RECORDS SHOWN:

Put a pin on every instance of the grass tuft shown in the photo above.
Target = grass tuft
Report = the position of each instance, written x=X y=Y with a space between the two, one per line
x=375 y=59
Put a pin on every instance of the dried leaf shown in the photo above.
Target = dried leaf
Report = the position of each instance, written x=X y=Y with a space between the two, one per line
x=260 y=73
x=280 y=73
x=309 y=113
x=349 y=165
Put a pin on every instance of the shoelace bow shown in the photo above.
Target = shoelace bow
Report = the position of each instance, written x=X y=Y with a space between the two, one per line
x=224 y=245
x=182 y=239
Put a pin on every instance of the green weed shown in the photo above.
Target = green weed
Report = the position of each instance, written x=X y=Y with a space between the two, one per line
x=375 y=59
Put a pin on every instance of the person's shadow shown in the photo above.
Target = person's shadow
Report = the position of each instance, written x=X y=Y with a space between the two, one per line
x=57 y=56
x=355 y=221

TRY IT: For the records above, state how many lines contain "grass", and nothing more.

TASK RESPONSE: 2